Texte:

::::

Le Qatar est un régime autoritaire dirigé par une famille qui étouffe la liberté d’expression dans ses frontières. Depuis des années, c’est un terreau fertile aux appels à la haine anti-américaine, antisémite et anti-israélienne, ainsi qu’un des principaux promoteurs de l’extrémisme et du terrorisme islamique. Bien avant l’apparition de l’EI et jusqu’à ce jour, il a promu Al-Qaïda et ses différents rejetons, ainsi que les Frères musulmans et leurs filiales, notamment le Hamas. Pendant des décennies, il a abrité le chef spirituel des Frères musulmans, cheikh Yousouf Al-Qaradawi, qui s’est dit favorable à un second holocauste “venant des fidèles, avec l’aide d’Allah”. Voir MEMRI en français :« Le cheikh Qaradhawi : Allah a imposé Hitler aux Juifs pour les punir. Si Allah veut, la prochaine fois par la main des croyants ». Il y a tout juste quelques mois, alors qu’Oman expulsait un religieux djihadiste indien pour incitation à la haine contre l’Amérique, le Qatar lui accordait immédiatement un droit d’asile. Voir : Oman expulse le cheikh indien Salman Al-Nadwi au Qatar suite à sa diatribe contre le roi d’Arabie saoudite et le président des Etats-Unis.

::::

Série de tâches:
1. Répondez à ces questions d'après le texte sur le Qatar :
(a) Qui le Qatar a-t-il abrité pendant des décennies ?
(b) Quel pays a expulsé un religieux djihadiste indien pour incitation à la haine contre l'Amérique ?
(c) Quelle filiale des Frères musulmans est nommée ?
2. Indiquez si chaque affirmation concorde avec le texte sur le Qatar, en citant les mots décisifs :
(a) Le Qatar a commencé à promouvoir Al-Qaïda après l'apparition de l'EI.
(b) Le Qatar a accordé un droit d'asile au religieux expulsé par Oman.
(c) Le Qatar est présenté comme un régime dirigé par une famille.
3. Prolongez le texte sur le Qatar à partir de sa dernière phrase.

Extraits de données de pointage
::::

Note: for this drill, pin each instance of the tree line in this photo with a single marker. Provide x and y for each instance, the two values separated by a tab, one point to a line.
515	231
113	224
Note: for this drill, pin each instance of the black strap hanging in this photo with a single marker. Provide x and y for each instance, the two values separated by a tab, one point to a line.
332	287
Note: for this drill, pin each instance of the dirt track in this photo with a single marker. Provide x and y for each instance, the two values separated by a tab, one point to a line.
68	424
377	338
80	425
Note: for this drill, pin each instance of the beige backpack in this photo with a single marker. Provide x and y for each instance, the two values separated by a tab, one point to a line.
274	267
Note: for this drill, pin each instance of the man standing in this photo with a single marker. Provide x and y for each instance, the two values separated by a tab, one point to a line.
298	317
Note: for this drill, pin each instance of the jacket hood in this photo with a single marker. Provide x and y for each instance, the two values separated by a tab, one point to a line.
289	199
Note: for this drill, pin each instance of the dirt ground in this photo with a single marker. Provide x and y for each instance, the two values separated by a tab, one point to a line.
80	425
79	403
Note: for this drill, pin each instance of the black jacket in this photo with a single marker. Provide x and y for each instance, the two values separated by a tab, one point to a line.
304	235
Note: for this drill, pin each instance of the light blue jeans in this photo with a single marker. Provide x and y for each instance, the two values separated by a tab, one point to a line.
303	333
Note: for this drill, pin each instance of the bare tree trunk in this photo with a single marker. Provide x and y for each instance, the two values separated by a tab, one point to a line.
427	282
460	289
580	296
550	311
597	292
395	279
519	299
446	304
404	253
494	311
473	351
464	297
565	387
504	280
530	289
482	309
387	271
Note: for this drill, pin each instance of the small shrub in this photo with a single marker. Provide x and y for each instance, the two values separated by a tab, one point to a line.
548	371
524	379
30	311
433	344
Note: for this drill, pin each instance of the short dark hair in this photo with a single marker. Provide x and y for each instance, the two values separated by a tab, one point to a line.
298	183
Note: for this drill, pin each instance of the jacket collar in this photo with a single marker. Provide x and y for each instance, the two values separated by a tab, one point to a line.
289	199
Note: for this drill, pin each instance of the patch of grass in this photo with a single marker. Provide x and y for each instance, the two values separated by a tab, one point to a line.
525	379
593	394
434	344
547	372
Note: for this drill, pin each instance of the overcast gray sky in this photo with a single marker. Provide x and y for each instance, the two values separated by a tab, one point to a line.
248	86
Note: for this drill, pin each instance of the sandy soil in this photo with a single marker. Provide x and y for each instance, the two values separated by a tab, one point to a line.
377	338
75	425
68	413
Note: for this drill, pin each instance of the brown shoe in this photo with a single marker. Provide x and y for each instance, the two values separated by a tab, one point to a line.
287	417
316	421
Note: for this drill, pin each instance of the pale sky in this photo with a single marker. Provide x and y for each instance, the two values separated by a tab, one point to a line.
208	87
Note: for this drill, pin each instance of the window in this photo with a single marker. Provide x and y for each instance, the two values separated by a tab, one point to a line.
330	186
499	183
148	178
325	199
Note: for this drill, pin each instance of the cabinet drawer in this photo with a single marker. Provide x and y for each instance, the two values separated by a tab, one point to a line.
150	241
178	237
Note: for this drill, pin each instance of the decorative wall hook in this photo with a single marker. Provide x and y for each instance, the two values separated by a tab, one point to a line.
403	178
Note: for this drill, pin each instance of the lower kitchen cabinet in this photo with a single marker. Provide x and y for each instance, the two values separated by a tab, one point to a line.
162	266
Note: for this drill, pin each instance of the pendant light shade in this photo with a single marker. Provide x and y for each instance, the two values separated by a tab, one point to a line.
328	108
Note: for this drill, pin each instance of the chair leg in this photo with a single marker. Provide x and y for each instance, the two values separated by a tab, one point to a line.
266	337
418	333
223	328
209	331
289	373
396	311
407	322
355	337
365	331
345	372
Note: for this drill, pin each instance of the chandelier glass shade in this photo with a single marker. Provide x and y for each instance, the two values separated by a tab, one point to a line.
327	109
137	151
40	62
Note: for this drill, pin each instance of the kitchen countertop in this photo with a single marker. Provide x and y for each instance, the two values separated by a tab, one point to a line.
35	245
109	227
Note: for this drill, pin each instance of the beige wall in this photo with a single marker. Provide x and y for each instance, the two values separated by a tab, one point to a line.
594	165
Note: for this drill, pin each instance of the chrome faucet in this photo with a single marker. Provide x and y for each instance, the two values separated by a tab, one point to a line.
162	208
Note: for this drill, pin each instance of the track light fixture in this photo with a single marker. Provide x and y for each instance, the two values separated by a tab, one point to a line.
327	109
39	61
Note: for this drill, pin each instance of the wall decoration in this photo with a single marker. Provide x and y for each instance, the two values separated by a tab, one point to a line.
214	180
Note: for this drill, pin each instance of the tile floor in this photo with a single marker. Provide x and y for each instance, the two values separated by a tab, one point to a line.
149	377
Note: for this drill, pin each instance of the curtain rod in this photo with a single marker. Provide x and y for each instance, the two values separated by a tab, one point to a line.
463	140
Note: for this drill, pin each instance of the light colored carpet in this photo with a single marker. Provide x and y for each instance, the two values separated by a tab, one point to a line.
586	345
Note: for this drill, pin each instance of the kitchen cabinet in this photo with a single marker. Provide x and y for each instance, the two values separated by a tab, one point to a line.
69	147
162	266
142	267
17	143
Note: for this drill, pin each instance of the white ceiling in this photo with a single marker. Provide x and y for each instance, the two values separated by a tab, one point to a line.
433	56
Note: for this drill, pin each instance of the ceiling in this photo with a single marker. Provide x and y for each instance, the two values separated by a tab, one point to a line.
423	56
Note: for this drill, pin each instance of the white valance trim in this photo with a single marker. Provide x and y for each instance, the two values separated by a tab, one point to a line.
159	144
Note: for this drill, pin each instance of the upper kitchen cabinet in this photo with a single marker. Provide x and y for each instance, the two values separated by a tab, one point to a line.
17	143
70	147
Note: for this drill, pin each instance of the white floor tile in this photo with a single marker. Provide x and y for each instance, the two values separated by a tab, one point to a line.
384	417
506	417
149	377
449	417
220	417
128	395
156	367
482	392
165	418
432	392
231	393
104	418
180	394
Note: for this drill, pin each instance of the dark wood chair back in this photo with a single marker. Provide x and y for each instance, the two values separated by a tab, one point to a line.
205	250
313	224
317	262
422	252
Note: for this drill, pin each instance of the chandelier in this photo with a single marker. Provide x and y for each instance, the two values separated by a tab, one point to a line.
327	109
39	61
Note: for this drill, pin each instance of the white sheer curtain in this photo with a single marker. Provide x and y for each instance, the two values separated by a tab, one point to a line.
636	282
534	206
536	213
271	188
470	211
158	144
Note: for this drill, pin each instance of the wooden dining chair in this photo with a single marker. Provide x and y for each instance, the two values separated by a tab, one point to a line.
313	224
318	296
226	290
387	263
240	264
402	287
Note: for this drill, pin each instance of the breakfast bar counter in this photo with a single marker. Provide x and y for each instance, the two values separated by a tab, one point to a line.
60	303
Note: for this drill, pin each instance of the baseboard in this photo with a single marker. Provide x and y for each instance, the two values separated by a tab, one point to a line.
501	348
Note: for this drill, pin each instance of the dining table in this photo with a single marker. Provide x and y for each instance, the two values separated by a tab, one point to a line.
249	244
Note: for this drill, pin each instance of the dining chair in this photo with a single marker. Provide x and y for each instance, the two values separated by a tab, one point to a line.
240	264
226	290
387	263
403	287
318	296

::::

Réponses:
1.
(a) Le chef spirituel des Frères musulmans, cheikh Yousouf Al-Qaradawi.
(b) Oman.
(c) Le Hamas.

2.
(a) Non : « Bien avant l’apparition de l’EI et jusqu’à ce jour, il a promu Al-Qaïda ».
(b) Oui : « le Qatar lui accordait immédiatement un droit d’asile ».
(c) Oui : « un régime autoritaire dirigé par une famille ».

3.
Le Qatar est l’allié militaire du président turc islamiste extrémiste Recep Tayyip Erdogan, qui a ramené en quelques années la Turquie moderne un siècle en arrière, à l’ère pré-Atatürk, et qui attaque l’Amérique au risque d’un affrontement militaire. Aujourd’hui, le Qatar s’est également révélé un allié fervent de l’Iran. Dans le passé, l’excuse qu’il avançait à ses relations amicales avec l’Iran était que les deux pays partageaient des champs gaziers. Aujourd’hui, le Qatar trouve une nouvelle excuse tout aussi spécieuse : le conflit avec ses pays voisins, qui n’aurait probablement pas éclaté si le Qatar n’avait pas été de mèche avec l’Iran.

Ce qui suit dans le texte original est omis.